(Stored items)
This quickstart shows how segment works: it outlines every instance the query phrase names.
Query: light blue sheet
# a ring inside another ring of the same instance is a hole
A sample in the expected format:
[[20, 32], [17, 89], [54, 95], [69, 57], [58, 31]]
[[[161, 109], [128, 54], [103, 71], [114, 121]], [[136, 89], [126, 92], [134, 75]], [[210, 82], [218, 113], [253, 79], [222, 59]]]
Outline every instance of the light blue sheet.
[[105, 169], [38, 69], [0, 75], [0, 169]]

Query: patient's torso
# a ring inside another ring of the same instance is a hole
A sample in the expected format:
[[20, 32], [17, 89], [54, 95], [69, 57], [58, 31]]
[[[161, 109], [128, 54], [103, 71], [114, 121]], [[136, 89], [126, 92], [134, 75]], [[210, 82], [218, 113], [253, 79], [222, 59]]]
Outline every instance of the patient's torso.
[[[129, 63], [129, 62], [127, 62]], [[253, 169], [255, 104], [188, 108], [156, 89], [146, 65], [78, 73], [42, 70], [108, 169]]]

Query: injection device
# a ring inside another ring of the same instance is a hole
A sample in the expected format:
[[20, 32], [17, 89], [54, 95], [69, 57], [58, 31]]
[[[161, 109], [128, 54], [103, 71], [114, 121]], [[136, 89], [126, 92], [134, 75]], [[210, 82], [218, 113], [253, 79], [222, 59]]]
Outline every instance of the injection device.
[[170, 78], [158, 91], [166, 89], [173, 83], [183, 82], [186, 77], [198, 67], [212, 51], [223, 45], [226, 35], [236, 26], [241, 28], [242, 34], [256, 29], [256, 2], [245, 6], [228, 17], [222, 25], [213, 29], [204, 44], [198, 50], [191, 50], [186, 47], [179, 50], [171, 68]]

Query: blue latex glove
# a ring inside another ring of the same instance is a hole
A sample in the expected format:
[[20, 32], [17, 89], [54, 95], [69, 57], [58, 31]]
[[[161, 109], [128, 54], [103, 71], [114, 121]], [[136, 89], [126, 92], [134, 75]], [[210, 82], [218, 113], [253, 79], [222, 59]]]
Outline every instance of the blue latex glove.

_Written exercise_. Reproduce every item above, line for line, without changing a single character.

_The result_.
This quickstart shows how segment works: it outlines every instance the query phrase names.
Query: light blue sheet
# a ring inside another ring of the same instance is a hole
A sample in the expected format:
[[20, 32], [17, 89], [54, 95], [69, 57], [58, 31]]
[[[161, 109], [128, 54], [103, 71], [114, 121]], [[136, 89], [126, 92], [134, 75]], [[210, 82], [218, 113], [253, 79], [222, 59]]]
Outline every instance of the light blue sheet.
[[105, 169], [38, 69], [0, 75], [0, 169]]

Query: patient's torso
# a ring inside another ring of the same instance is a hole
A sample in the expected format:
[[20, 32], [17, 89], [54, 95], [69, 57], [58, 31]]
[[[161, 109], [128, 54], [103, 71], [114, 121]], [[136, 89], [126, 92], [134, 75]], [[210, 82], [218, 113], [253, 79], [222, 59]]]
Outline every instance of the patient's torso.
[[[129, 63], [129, 62], [127, 62]], [[253, 169], [255, 104], [188, 108], [156, 89], [146, 65], [78, 73], [42, 70], [108, 169]]]

Query: injection device
# a ring inside another ring of the same instance is a hole
A sample in the expected format:
[[20, 32], [17, 89], [54, 95], [69, 57], [58, 31]]
[[[161, 109], [128, 54], [103, 71], [114, 121]], [[136, 89], [126, 92], [134, 75]], [[210, 82], [218, 113], [253, 79], [222, 59]]]
Outline every instance of the injection device.
[[170, 78], [158, 91], [166, 89], [173, 83], [183, 82], [186, 77], [198, 67], [212, 51], [223, 45], [226, 35], [236, 26], [241, 28], [242, 34], [256, 29], [256, 2], [245, 6], [228, 17], [222, 25], [213, 29], [204, 44], [198, 50], [191, 50], [186, 47], [179, 50], [171, 68]]

Query: blue latex glove
# a ring inside another ring of the same instance is a hole
A sample in the expected format:
[[20, 32], [17, 89], [54, 95], [69, 57], [58, 31]]
[[[161, 109], [128, 54], [103, 71], [114, 121]], [[136, 89], [126, 92], [134, 75]], [[210, 82], [218, 113], [253, 79], [222, 59]]]
Outline every instance of the blue latex glove.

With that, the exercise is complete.